WHAT IS ASKED: Copy each line of the listing below verbatim, without changing any wording or spacing.

>> Start SUPPLIED RECORDS

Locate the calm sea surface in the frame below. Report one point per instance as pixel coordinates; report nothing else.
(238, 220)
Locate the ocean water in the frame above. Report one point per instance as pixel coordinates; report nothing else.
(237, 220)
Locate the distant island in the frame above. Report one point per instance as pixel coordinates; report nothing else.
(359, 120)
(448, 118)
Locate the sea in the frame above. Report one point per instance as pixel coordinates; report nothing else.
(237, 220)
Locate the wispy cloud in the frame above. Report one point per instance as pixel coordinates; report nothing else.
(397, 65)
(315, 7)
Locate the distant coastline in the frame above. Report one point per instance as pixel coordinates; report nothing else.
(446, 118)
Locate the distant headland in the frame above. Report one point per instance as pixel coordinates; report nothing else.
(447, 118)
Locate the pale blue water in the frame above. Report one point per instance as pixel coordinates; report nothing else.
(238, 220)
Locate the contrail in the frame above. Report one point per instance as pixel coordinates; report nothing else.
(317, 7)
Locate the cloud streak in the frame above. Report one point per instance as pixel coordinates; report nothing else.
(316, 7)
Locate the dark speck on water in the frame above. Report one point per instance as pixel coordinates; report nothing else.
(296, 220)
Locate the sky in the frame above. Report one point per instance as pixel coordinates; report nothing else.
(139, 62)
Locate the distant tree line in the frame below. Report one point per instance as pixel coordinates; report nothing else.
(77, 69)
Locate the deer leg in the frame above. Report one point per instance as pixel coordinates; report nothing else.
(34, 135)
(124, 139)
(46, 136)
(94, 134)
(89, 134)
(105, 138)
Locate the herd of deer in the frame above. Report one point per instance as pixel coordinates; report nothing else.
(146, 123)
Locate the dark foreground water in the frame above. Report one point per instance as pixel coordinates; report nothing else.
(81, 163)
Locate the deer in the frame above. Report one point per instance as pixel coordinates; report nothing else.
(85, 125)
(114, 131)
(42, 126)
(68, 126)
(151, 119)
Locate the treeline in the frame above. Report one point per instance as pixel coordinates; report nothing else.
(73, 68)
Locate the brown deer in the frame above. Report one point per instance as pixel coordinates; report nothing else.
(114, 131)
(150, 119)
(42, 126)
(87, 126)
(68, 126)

>> End SUPPLIED RECORDS

TASK SOLUTION:
Locate the calm sea surface in the frame below. Report one point per instance as pixel coordinates; report nothing else.
(238, 220)
Locate the ocean water in the frame above. Report one point per instance as pixel coordinates; report nothing else.
(237, 220)
Locate the distant island in the frame above. Report one point per instance as pixel coordinates; report nothing else.
(359, 120)
(448, 118)
Locate the sea in the frame above. Report one point per instance as pixel coordinates; report nothing else.
(237, 220)
Locate the wispy cloud in the frame above. Report one point per instance as pixel coordinates; report nothing else.
(397, 65)
(315, 7)
Locate the distant coastline in the frame above. Report one point per instance as pixel coordinates; report nothing else.
(446, 118)
Locate the distant headland in the frame above. Report one point per instance as pixel coordinates; report nothing else.
(447, 118)
Locate the pale blue water in the frame above. Report one point per instance as pixel coordinates; report nothing else.
(238, 220)
Locate the contrail in the frame above. Report one point per instance as pixel coordinates; report nothing else.
(317, 7)
Locate the cloud streak in the frame above. Report one point per instance as pixel coordinates; report nothing else.
(316, 7)
Locate the dark speck on water in the frame above. Report one point per instance as pixel coordinates; report nothing else.
(296, 220)
Locate the sky in the frame above. Report one point per instance as pixel coordinates; report nothing else.
(139, 62)
Locate the distant tree line in the frame below. Report one point per instance as pixel coordinates; report nothing else.
(77, 69)
Locate the deer leg in the frame above. Report one point per instance as pixel coordinates; report nothing else.
(34, 135)
(124, 139)
(46, 136)
(94, 134)
(89, 134)
(105, 138)
Locate the herd of deer in the frame above. Report one point per instance as pixel coordinates; report nothing else.
(146, 123)
Locate the dark foreground water in the frame above. Report one point per instance as pixel coordinates; report nothing else.
(81, 163)
Locate the deer in the frame above. Report one point per instance as pixel coordinates; report nothing else.
(85, 125)
(114, 131)
(42, 126)
(68, 126)
(151, 119)
Locate the treeline in the frame above. Report one point per instance as pixel coordinates; report nothing else.
(73, 68)
Locate the brown deer in the frame above. Report one point per instance as pixel coordinates; report nothing else.
(114, 131)
(150, 119)
(42, 126)
(87, 126)
(68, 126)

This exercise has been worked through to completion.